* **Extrait du document**:
Outil : prévention des blessures
La prévention des blessures en milieu sportif est certainement un des rôles dans lequel le kiné se sent le plus challengé.
En effet, quel club sportif, de tout niveau, ne rêve pas de n’avoir aucune blessure dans son pool de joueur?
Bien évidemment le risque zéro n’existe pas et éviter toutes les blessures dans une saison sportive et notamment en sport collectif est une utopie.
Et pourtant certaines équipes y arrivent mieux que d’autres. Les facteurs de risque sont tellement nombreux, tellement interdépendants les uns des autres et l’origine des blessures est complexe et donc toujours multifactorielle, qu’il est difficile de s’y retrouver notamment lorsque l’on veut mettre en place un plan d’action visant à prévenir les blessures du sportif.
La réalité du terrain notamment chez les amateurs, mais pas que, est encore plus éloignée de l’idéal d’une saison sans blessure. En effet la santé des joueurs n’est pas toujours la priorité, les compétences des entraîneurs et des préparateurs physiques (quand il y en a) sont plus axées sur la performance que sur la santé. L’un ne va pas sans l’autre vous me direz…
Que dire des kinésithérapeutes, qui sont rarement présents, et si ils le sont, les moyens mis en face sont bien souvent dérisoires. Un suivi d’équipe sportive 1 à 2 h par semaine tout au long de l’année relève actuellement du luxe dans le milieu du sport français.
Alors que faire quand on est kiné, 1 à 2h par semaine dans un club de sport collectif amateur pour prévenir les blessures ?
Il y a pleins de choses que l’on peut quand même proposer mais ce n’est pas l’objet de cet article.
Je voulais juste vous proposer un outil, développé en discutant avec mon pote Eliott Moreau qui s’occupe d’une équipe de rugby de Fédérale 1 à Dijon.
Vous savez que j’aime bien que les patients dessinent leurs symptômes (le bodychart de Mark Laslett) alors voici un bodychart de plus…
C’est un outil, facile à utiliser, rapide à mettre en place même sur un grand nombre de joueurs et qui donne un aperçu assez fidèle de l’état des troupes à n’importe quel moment de la saison.
Pour développer cet outil, on s’est appuyé sur deux aspects de la prévention.

* **Consigne**:
Résumez en deux phrases le texte sur la prévention des blessures en milieu sportif. La liste qui suit n'est pas nécessaire pour ce travail.

* **Liste fournie**:
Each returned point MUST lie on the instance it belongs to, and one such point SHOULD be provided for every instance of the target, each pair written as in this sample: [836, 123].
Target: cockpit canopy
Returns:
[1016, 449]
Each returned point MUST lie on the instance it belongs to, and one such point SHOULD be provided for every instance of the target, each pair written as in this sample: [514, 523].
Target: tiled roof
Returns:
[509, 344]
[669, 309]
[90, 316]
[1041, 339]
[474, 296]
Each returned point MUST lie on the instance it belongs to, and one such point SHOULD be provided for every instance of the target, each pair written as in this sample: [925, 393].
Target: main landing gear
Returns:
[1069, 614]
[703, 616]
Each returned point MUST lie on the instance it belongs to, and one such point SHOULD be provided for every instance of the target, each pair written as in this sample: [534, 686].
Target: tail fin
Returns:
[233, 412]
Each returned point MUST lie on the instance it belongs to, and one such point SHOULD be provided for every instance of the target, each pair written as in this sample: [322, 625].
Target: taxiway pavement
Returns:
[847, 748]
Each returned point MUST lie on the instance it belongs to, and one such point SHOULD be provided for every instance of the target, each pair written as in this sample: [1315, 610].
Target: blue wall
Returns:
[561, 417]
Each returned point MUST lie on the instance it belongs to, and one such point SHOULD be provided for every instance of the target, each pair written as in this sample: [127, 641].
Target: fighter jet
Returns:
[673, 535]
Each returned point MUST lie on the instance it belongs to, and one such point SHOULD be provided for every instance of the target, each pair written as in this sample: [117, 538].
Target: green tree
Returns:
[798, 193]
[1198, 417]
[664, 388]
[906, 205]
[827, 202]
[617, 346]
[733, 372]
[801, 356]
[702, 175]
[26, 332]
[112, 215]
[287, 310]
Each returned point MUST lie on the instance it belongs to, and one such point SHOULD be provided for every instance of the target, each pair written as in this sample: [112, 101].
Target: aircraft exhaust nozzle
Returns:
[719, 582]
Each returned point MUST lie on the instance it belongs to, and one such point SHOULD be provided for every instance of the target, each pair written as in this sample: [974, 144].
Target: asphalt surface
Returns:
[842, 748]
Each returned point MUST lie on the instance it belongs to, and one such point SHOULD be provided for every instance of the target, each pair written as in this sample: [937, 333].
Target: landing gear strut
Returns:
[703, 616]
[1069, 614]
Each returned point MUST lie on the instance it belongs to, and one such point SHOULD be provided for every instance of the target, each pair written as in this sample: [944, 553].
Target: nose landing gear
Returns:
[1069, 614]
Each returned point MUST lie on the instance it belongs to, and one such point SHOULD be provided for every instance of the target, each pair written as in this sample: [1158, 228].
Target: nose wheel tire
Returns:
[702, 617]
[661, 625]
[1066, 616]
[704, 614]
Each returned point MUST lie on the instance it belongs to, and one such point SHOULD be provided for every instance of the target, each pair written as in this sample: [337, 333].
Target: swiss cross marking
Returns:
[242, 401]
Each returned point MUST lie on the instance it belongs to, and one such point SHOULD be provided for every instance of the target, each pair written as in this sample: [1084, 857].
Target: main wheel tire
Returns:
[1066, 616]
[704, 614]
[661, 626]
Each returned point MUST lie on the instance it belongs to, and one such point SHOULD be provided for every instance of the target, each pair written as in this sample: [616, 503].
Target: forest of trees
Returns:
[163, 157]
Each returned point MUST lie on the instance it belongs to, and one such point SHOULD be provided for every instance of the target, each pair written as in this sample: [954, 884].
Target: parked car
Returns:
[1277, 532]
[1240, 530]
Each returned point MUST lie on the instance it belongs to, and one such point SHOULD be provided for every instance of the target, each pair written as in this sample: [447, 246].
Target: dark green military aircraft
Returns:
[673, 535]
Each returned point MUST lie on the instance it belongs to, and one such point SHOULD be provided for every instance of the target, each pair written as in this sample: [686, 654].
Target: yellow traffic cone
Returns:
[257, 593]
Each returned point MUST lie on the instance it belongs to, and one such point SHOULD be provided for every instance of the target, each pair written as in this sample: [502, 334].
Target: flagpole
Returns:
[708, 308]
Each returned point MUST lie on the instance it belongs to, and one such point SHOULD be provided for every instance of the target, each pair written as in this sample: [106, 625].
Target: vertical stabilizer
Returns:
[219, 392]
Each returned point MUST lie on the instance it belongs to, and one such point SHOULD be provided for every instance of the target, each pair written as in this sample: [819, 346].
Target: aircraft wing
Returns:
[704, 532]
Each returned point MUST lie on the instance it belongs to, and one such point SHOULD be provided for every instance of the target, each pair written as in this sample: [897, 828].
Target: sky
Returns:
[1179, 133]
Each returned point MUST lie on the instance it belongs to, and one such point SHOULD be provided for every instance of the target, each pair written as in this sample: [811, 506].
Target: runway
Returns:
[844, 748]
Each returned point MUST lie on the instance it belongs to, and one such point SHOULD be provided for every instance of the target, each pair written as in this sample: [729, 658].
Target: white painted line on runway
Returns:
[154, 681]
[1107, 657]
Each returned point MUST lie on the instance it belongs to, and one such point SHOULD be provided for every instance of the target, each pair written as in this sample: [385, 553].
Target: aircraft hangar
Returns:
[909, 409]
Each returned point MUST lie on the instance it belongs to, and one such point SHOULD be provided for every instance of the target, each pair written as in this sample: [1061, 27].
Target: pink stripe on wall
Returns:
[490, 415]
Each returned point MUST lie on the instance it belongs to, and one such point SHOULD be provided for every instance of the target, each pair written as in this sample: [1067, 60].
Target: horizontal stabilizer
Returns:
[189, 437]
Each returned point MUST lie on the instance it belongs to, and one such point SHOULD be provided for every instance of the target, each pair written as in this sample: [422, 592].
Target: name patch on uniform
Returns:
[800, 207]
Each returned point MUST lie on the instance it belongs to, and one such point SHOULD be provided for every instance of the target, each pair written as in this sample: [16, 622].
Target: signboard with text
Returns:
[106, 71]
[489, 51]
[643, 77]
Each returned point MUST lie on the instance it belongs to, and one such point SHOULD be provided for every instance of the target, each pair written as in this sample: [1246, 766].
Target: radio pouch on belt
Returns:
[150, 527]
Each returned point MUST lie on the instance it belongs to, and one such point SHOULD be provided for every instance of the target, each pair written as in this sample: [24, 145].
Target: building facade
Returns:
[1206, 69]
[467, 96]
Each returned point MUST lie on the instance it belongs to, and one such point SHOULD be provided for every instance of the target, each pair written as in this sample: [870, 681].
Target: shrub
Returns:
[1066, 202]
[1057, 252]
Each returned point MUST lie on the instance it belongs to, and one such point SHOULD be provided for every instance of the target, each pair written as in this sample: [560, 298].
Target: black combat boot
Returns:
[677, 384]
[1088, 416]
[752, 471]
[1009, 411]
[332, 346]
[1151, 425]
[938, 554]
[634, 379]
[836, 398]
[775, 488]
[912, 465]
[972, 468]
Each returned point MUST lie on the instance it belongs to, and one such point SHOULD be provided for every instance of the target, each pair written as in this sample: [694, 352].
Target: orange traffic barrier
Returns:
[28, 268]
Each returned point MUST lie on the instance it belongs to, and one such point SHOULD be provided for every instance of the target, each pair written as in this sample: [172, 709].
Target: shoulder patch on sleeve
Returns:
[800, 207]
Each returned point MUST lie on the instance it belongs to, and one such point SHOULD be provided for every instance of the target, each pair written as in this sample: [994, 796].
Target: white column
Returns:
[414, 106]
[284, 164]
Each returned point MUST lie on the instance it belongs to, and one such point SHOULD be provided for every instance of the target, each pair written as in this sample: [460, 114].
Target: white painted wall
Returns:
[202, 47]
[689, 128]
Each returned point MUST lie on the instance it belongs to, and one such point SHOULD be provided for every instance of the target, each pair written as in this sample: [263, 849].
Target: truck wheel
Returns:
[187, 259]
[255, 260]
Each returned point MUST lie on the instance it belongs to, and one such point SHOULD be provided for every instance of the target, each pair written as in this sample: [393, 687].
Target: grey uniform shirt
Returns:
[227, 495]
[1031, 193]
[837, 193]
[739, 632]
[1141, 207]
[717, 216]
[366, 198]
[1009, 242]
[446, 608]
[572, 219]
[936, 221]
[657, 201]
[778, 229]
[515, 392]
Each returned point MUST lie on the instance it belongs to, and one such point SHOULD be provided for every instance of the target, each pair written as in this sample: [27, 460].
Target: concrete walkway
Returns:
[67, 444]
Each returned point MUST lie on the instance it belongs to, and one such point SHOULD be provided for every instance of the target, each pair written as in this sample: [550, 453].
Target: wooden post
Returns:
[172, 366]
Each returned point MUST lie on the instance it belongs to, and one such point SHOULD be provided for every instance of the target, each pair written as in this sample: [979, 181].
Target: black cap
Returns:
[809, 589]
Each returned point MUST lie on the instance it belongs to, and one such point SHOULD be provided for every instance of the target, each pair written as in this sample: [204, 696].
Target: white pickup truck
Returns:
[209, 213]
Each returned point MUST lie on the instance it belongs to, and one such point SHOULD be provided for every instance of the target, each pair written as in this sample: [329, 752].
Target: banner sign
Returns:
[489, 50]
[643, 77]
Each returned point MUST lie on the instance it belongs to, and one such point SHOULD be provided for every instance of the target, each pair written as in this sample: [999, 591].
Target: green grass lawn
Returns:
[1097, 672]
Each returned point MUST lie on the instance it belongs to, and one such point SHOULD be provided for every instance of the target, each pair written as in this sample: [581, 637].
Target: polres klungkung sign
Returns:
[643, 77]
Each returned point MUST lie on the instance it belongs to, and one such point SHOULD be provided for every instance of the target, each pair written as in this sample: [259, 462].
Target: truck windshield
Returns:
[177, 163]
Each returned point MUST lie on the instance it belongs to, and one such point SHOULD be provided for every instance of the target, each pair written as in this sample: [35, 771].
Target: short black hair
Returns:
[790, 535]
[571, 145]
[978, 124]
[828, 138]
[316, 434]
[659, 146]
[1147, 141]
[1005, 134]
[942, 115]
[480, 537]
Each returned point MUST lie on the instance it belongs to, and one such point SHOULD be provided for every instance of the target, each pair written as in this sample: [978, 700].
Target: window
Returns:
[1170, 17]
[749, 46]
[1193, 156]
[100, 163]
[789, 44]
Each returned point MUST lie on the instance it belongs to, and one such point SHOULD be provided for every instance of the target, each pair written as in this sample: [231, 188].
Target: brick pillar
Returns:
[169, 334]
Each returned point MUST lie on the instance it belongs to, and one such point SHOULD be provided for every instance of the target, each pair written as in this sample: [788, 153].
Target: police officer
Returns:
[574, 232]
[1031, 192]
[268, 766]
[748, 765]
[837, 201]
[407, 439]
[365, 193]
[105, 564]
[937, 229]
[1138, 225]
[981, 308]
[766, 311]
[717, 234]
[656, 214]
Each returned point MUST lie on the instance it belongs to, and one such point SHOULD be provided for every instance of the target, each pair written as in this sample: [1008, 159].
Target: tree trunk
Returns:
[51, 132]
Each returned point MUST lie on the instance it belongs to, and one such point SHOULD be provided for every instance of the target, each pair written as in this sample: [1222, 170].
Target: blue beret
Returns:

* **Corrigé**:
Éviter toutes les blessures au cours d'une saison est une utopie, les facteurs de risque étant nombreux et interdépendants, et sur le terrain, notamment chez les amateurs, la santé des joueurs n'est pas toujours la priorité, tandis que les kinésithérapeutes sont rarement présents et disposent de moyens souvent dérisoires. Le texte présente un outil de type bodychart, facile à utiliser et rapide à mettre en place même sur un grand nombre de joueurs, qui donne un aperçu assez fidèle de l'état des troupes à n'importe quel moment de la saison.